■ Excerpted data ■
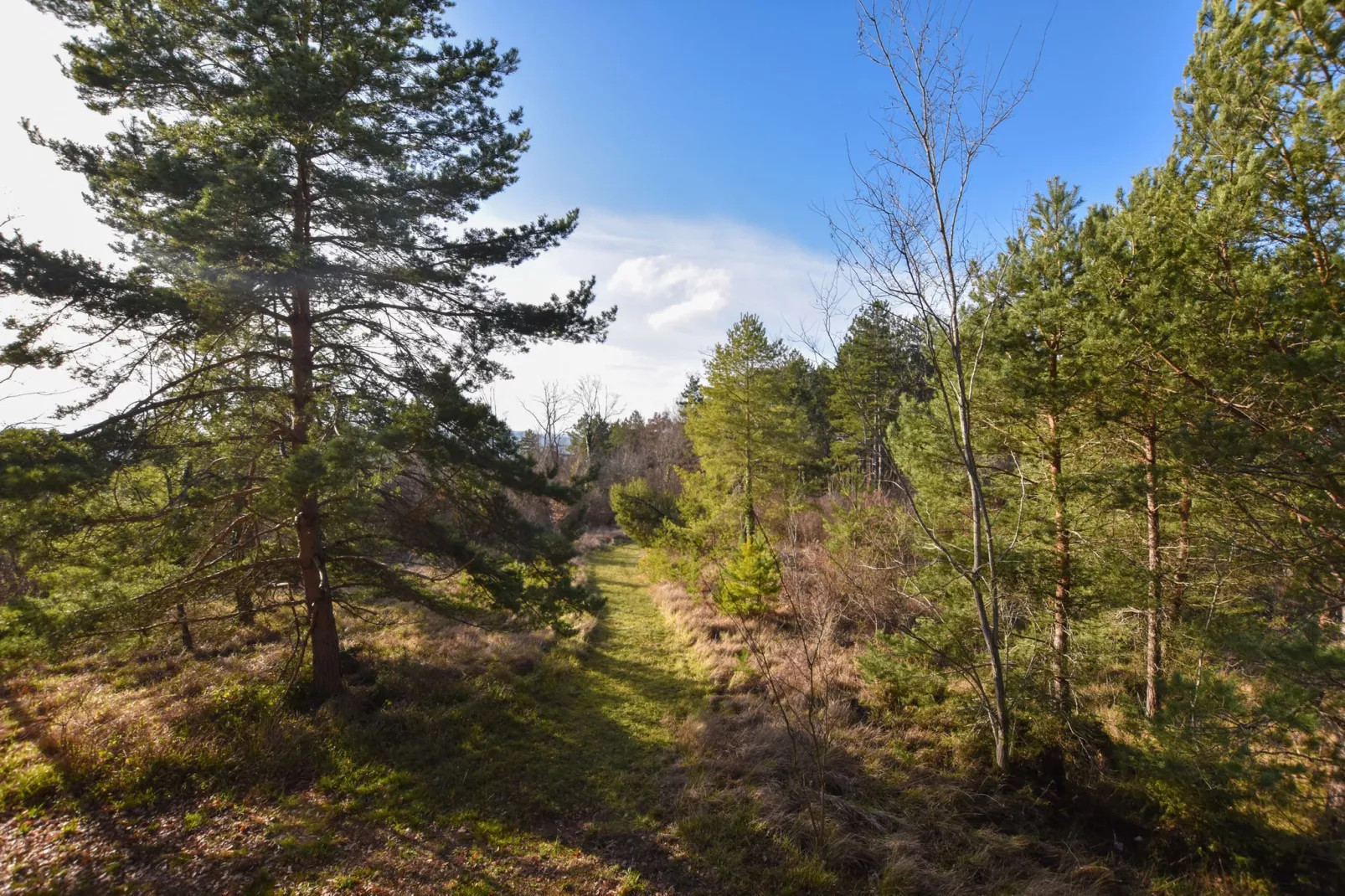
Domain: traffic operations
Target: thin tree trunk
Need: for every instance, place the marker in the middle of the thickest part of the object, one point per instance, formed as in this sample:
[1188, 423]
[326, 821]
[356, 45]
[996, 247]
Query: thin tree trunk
[982, 561]
[1060, 607]
[188, 643]
[1183, 554]
[1154, 612]
[244, 603]
[317, 596]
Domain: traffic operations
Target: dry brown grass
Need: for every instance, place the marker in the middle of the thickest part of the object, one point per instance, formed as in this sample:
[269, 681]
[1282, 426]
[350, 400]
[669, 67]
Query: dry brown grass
[890, 826]
[139, 767]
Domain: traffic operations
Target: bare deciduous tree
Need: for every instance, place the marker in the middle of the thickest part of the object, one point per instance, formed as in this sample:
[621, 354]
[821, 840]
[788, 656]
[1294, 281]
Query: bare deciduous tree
[907, 239]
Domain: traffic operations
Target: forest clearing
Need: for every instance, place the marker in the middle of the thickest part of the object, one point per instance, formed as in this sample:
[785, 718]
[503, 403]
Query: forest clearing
[1009, 560]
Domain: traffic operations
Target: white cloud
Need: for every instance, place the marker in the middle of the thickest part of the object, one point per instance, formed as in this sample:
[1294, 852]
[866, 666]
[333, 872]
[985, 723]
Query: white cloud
[698, 291]
[678, 283]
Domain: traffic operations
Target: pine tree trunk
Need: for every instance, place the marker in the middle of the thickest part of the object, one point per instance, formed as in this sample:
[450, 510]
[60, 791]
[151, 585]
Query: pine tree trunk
[1060, 607]
[317, 596]
[188, 643]
[1183, 554]
[1154, 612]
[244, 603]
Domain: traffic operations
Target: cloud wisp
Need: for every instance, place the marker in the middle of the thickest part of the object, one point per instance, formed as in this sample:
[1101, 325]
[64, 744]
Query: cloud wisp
[679, 284]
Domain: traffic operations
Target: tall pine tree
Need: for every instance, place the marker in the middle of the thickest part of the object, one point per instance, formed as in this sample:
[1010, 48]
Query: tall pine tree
[296, 181]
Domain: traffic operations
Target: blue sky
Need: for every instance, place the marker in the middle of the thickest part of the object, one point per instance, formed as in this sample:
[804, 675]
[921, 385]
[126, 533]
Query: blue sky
[698, 139]
[750, 111]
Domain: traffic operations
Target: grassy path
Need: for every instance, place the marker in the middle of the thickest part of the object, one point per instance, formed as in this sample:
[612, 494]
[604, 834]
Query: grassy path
[505, 775]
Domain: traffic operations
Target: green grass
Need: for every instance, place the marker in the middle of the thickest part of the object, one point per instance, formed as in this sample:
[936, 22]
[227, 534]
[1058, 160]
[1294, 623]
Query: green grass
[553, 775]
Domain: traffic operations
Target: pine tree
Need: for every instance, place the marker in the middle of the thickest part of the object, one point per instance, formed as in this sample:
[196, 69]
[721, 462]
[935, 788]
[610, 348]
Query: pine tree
[877, 363]
[296, 184]
[1040, 374]
[744, 427]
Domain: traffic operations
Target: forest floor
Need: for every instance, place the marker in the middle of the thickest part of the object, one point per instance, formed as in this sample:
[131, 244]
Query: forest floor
[539, 767]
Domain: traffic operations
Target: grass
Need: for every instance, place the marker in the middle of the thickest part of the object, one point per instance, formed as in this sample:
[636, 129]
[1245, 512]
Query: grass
[461, 762]
[634, 758]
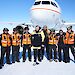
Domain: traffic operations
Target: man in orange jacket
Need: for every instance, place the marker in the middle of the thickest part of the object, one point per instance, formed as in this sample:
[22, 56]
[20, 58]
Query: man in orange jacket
[53, 40]
[15, 45]
[69, 42]
[5, 46]
[26, 42]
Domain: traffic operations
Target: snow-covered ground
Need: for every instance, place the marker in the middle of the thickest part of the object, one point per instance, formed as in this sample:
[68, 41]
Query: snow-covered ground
[44, 68]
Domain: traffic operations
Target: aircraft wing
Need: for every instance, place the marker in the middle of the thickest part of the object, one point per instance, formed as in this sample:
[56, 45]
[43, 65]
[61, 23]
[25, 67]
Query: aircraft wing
[69, 24]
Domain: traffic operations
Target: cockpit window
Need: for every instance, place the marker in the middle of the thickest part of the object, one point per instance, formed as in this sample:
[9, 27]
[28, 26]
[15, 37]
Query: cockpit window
[45, 2]
[37, 3]
[54, 4]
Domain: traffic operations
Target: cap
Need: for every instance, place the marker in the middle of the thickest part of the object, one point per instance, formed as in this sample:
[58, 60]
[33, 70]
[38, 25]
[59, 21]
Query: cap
[5, 29]
[52, 30]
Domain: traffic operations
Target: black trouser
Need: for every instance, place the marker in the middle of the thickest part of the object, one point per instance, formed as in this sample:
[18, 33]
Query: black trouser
[3, 51]
[15, 53]
[61, 47]
[37, 54]
[52, 47]
[0, 64]
[24, 52]
[71, 46]
[47, 51]
[42, 48]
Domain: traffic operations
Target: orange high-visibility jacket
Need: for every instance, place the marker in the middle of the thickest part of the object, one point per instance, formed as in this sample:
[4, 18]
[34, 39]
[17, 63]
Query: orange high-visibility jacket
[26, 39]
[15, 39]
[52, 39]
[6, 41]
[69, 38]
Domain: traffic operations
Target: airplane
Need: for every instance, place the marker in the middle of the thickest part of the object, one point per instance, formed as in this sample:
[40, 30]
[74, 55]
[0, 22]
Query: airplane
[47, 12]
[43, 12]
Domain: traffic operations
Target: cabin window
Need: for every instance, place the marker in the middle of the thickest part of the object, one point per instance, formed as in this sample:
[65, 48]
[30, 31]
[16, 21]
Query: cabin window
[37, 3]
[46, 2]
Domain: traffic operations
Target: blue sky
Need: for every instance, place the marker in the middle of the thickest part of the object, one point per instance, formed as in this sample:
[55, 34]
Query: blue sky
[18, 10]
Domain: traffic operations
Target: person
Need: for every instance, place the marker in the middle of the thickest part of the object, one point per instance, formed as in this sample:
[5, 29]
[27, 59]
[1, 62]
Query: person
[46, 32]
[52, 45]
[5, 46]
[26, 42]
[69, 42]
[0, 54]
[15, 45]
[37, 40]
[61, 45]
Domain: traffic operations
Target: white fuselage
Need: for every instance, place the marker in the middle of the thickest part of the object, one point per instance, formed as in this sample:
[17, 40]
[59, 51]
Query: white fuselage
[44, 13]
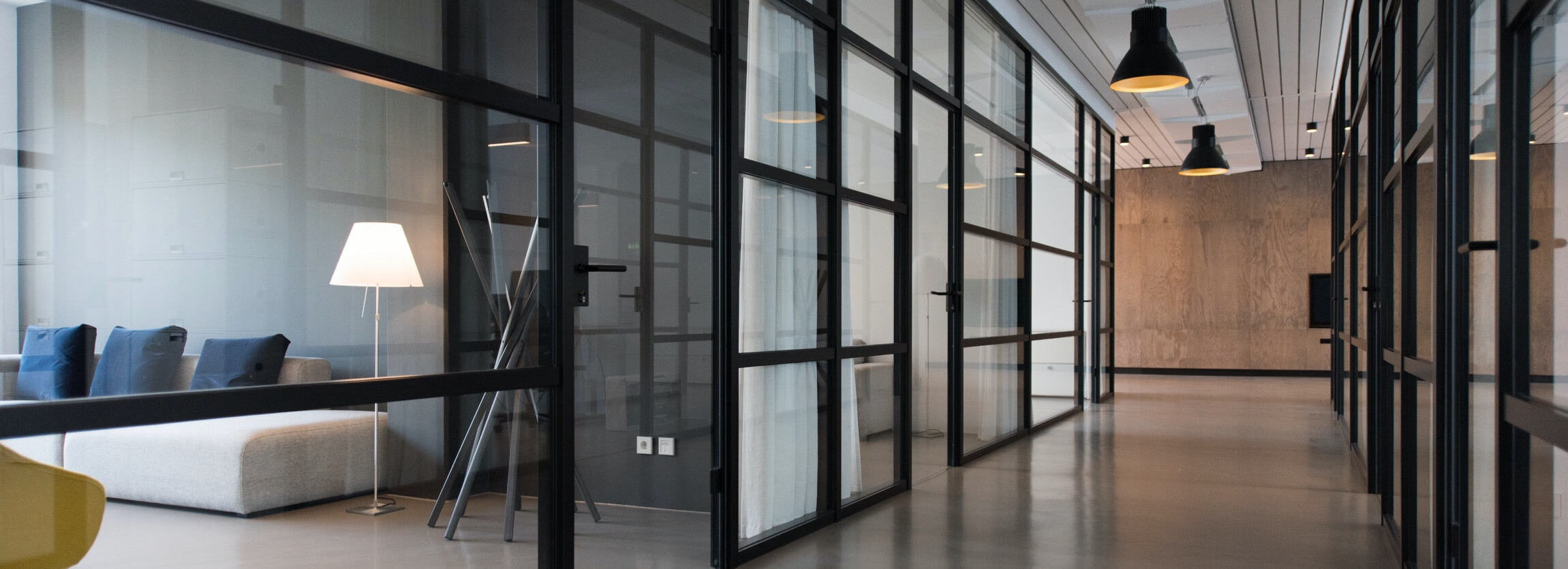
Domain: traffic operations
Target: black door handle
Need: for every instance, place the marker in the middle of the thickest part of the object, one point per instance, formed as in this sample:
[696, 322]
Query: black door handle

■ Short exercise ■
Return the material exactly as given, apart from the pictures.

■ Problem solution ■
Domain: traffic operations
Target: thin tree trunk
Need: for every instance, place the marker in the middle of the thickest part of the object, one point per instance, formed as in this sample:
[1188, 423]
[326, 821]
[356, 45]
[996, 247]
Query: thin tree trunk
[982, 561]
[1060, 607]
[188, 643]
[1183, 554]
[1154, 612]
[244, 603]
[317, 596]
Domain: traffic operations
Target: dry brown grass
Need: for every instance, place the marker in the middle of the thickest part of the object, one point per instance, formed as in this sample:
[269, 681]
[1282, 426]
[350, 400]
[669, 67]
Query: dry brown grass
[890, 826]
[139, 767]
Domain: traffic operations
Target: bare deciduous tree
Need: for every instance, place the marker in the middle of the thickest part of the object, one point per instance, formed as in this sample:
[621, 354]
[821, 840]
[788, 656]
[1294, 281]
Query: bare deciduous tree
[907, 239]
Domain: traffic operations
Target: forest clearing
Need: for every instance, place the marker in the middle of the thickest part of the object, one point per instance, formed as in this sample:
[785, 718]
[503, 403]
Query: forest clearing
[1009, 560]
Domain: traffic operations
Target: white cloud
Need: for every instance, place the marker in the middle of the thickest part of the object, one point per instance, formed as in this sample:
[1294, 852]
[866, 666]
[333, 872]
[985, 723]
Query: white cloud
[698, 291]
[678, 283]
Domain: traffic operations
Target: pine tree trunk
Need: for every instance, place the marker in the middle of the thickest part of the object, one point per instance, formed as in this sample:
[450, 510]
[60, 791]
[151, 585]
Query: pine tree trunk
[1060, 607]
[317, 596]
[188, 643]
[1183, 554]
[1154, 612]
[244, 603]
Domain: traffic operations
Target: cloud wisp
Need: for every instance, place the marker in the middle of the thickest part of the object, one point per instance, formed as in this sample:
[1101, 325]
[64, 744]
Query: cloud wisp
[679, 284]
Domain: traffic operations
Target: tall pine tree
Need: for every instance, place the marker in the middle of the thickest part of the object, one point per instance, formed as in this sample:
[1010, 48]
Query: tall pine tree
[296, 181]
Domain: traffic operations
Target: blue sky
Need: for every instance, place the marker in the middle of the thickest part of the object, one point per instance, formed as in this sample:
[804, 675]
[921, 385]
[126, 533]
Query: blue sky
[698, 139]
[750, 111]
Domain: traffic operations
Target: grassy path
Need: for every instance, place the marker in the middle of the thickest part of the object, one point per instance, formed as in this sample:
[612, 494]
[604, 834]
Query: grassy path
[505, 775]
Domain: traffic operations
Target: green grass
Need: for every instance, place the marker in the middle of the thickest part of the object, one point per instance, formed as in this sample:
[936, 22]
[227, 534]
[1058, 160]
[1294, 623]
Query: green grass
[553, 775]
Domain: traffic operations
Target: pine tree
Need: for every instance, place the marker in the middle of the thickest part of the object, one point per instance, formed as in this sample:
[196, 69]
[721, 462]
[935, 788]
[610, 348]
Query: pine tree
[877, 363]
[296, 184]
[1040, 374]
[744, 427]
Domain: traffic operations
Target: forest floor
Need: for every instance, place the marker in the middle of the thickest part of the object, one point per instance, formed as in this sample:
[131, 244]
Query: forest floor
[539, 767]
Domain: traffic operations
Target: grass
Need: for every instance, place the marker in the middle of the thickest part of the object, one point per instance, formed as in this sample:
[636, 129]
[1245, 512]
Query: grass
[461, 762]
[634, 758]
Domain: traffic operations
Target: man in orange jacket
Need: for every instance, place the marker in the middle of the thickest part of the object, one point per instance, formed as in this sample:
[22, 56]
[20, 58]
Query: man in orange jacket
[53, 40]
[15, 45]
[69, 42]
[5, 46]
[26, 42]
Domain: traffic operations
Target: snow-covered ground
Need: for every instance, place the marker in the middle of the thickest part of the object, one point per instance, formed as in this sample:
[68, 41]
Query: snow-covered ground
[44, 68]
Domain: traffic operations
Target: aircraft wing
Need: for every instance, place the marker in the middle of the thickest part of the object, one point per instance, formed as in this sample:
[56, 45]
[43, 65]
[61, 23]
[25, 67]
Query: aircraft wing
[69, 24]
Domain: traffic operations
Target: cockpit window
Need: for every instance, place the marker in the middle of the thickest part of the object, one point per instance, formed as in this sample:
[9, 27]
[28, 26]
[15, 37]
Query: cockpit window
[45, 2]
[37, 3]
[54, 4]
Domain: traffic operations
Target: cap
Need: for every instance, place the marker in the middle of the thickest part of the object, one point per instance, formed as in this sample:
[58, 60]
[33, 70]
[38, 25]
[59, 21]
Query: cap
[5, 29]
[52, 30]
Domain: traffic operations
Target: black trouser
Need: for every instance, place the marker in the middle of the thickest part of the object, one point per instance, formed as in this sample:
[18, 33]
Query: black trouser
[3, 51]
[15, 53]
[61, 47]
[37, 54]
[52, 47]
[0, 64]
[24, 52]
[71, 46]
[47, 51]
[42, 48]
Domain: traffic operations
Target: orange high-visibility jacket
Need: for every instance, place the marker in the middle of the thickest part of the object, one point per instance, formed as in this sample:
[4, 18]
[34, 39]
[17, 63]
Query: orange high-visibility jacket
[26, 39]
[15, 39]
[52, 39]
[6, 41]
[69, 38]
Domain: traffic operations
Target: airplane
Need: for every instance, place the marker in the middle of the thickest part of the object, one point per instance, formed as in this sample:
[40, 30]
[74, 55]
[0, 22]
Query: airplane
[47, 12]
[43, 12]
Domain: traffic operations
Target: cabin window
Need: for every instance, place the marker in the middle of the thickest part of the object, one point per instance, formed as in this sample:
[65, 48]
[30, 31]
[16, 21]
Query: cabin window
[37, 3]
[46, 2]
Domain: traffic operations
Target: blue sky
Need: for every instance, place the marker in the middle of the thickest part of the object, one point per instance, formed as in this sample:
[55, 34]
Query: blue sky
[18, 10]
Domain: traffic operations
Target: person
Need: for every instance, place the marker in the middle of the thickest part of the object, one point per instance, formed as in this sample:
[5, 29]
[27, 59]
[1, 62]
Query: person
[46, 32]
[52, 45]
[5, 46]
[26, 42]
[69, 42]
[0, 54]
[15, 45]
[37, 40]
[61, 45]
Domain: traffic operations
Target: white fuselage
Need: for every instance, place the marker in the middle of the thickest part of the object, one point per instance, formed as in this sample:
[17, 40]
[59, 51]
Query: white fuselage
[44, 13]
Domain: traffic operations
Target: black door handle
Need: for every instance, place the marker in the middle of the thickest part of the object, one point per instance, formed as in this sample:
[696, 322]
Query: black door handle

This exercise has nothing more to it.